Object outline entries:
===============

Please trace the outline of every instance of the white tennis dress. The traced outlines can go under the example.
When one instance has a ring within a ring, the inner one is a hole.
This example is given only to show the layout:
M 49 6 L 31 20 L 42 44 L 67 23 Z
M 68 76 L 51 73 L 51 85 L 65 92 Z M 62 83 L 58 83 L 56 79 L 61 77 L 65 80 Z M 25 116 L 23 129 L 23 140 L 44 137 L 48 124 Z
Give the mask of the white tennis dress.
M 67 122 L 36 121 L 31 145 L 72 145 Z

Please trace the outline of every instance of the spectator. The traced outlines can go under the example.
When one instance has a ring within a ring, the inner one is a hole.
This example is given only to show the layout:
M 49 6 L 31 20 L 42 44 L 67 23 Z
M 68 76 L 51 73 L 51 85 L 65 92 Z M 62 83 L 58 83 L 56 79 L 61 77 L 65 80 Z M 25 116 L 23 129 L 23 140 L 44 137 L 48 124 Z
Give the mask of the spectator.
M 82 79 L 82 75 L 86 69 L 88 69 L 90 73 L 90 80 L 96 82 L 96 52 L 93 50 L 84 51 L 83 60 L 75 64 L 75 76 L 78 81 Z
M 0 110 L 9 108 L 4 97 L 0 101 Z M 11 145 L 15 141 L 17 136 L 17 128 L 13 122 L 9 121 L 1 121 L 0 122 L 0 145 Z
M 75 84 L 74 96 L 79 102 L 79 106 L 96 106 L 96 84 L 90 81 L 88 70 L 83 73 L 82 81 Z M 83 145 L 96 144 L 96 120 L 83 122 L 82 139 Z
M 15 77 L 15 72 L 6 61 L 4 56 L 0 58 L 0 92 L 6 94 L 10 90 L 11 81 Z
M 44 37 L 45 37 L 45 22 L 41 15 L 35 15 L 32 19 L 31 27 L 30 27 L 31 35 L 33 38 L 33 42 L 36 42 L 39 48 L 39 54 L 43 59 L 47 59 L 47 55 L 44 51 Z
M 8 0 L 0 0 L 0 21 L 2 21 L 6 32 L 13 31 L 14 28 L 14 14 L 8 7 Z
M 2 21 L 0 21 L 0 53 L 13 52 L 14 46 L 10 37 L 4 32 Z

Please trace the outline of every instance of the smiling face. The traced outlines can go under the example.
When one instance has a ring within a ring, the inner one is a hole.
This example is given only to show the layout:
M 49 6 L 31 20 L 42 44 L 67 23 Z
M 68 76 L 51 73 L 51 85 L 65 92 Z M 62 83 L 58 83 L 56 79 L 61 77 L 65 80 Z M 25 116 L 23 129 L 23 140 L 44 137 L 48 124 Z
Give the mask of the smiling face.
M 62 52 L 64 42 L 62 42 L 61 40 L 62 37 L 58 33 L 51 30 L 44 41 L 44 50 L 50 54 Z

===============

» Problem to work on
Rewrite all the entries above, changing every "traced outlines" to "drawn outlines" and leaving everything else the same.

» Complete answer
Please trace the outline of every instance of the white tennis dress. The drawn outlines can go under the example.
When one instance has a ring within a ring, the inner one is a hole.
This example is given only to show the layout:
M 49 6 L 31 20 L 42 44 L 67 23 Z
M 68 76 L 51 73 L 51 85 L 65 92 Z M 62 83 L 58 83 L 56 79 L 61 77 L 65 80 Z M 25 116 L 23 129 L 23 140 L 44 137 L 48 124 Z
Give the mask of the white tennis dress.
M 67 122 L 36 121 L 31 145 L 72 145 Z

Please trace the outline of every instance of the spectator. The drawn outlines can go under the example.
When one instance has a ring within a ring, the inner one is a hole.
This example is given only to show the layout:
M 49 6 L 31 20 L 42 44 L 67 23 Z
M 68 76 L 51 73 L 51 85 L 65 92 Z M 62 83 L 58 83 L 56 79 L 61 77 L 65 80 Z M 25 116 L 23 129 L 23 140 L 44 137 L 48 124 Z
Give the mask of the spectator.
M 82 79 L 82 75 L 86 69 L 88 69 L 90 73 L 90 80 L 96 82 L 96 52 L 93 50 L 84 51 L 83 60 L 75 64 L 75 76 L 78 81 Z
M 0 110 L 9 108 L 4 97 L 0 101 Z M 11 145 L 15 141 L 17 136 L 17 128 L 13 122 L 9 121 L 1 121 L 0 122 L 0 145 Z
M 75 84 L 74 96 L 79 102 L 79 106 L 96 106 L 96 84 L 90 81 L 88 70 L 83 73 L 82 81 Z M 83 145 L 96 144 L 96 120 L 83 122 L 82 139 Z
M 15 77 L 15 72 L 6 61 L 4 56 L 0 58 L 0 92 L 6 94 L 10 90 L 11 81 Z
M 44 37 L 45 37 L 45 22 L 41 15 L 35 15 L 32 19 L 31 27 L 30 27 L 31 35 L 33 38 L 33 42 L 36 42 L 39 48 L 39 54 L 43 59 L 47 59 L 47 55 L 44 51 Z
M 8 0 L 0 0 L 0 21 L 2 21 L 6 32 L 13 31 L 14 28 L 14 14 L 8 7 Z
M 2 21 L 0 21 L 0 53 L 13 52 L 14 46 L 10 37 L 4 32 Z

Please trace the outline of every instance of the smiling face. The drawn outlines can go under the example.
When one instance has a ring within a ring, the inner one is a hole.
This example is given only to show the layout:
M 49 6 L 31 20 L 42 44 L 67 23 Z
M 68 76 L 51 73 L 51 85 L 65 92 Z M 62 83 L 58 83 L 56 79 L 61 77 L 65 80 Z M 25 116 L 23 129 L 23 140 L 44 137 L 48 124 Z
Give the mask of the smiling face.
M 62 52 L 64 42 L 62 42 L 61 40 L 62 37 L 58 33 L 51 30 L 44 41 L 44 50 L 50 54 Z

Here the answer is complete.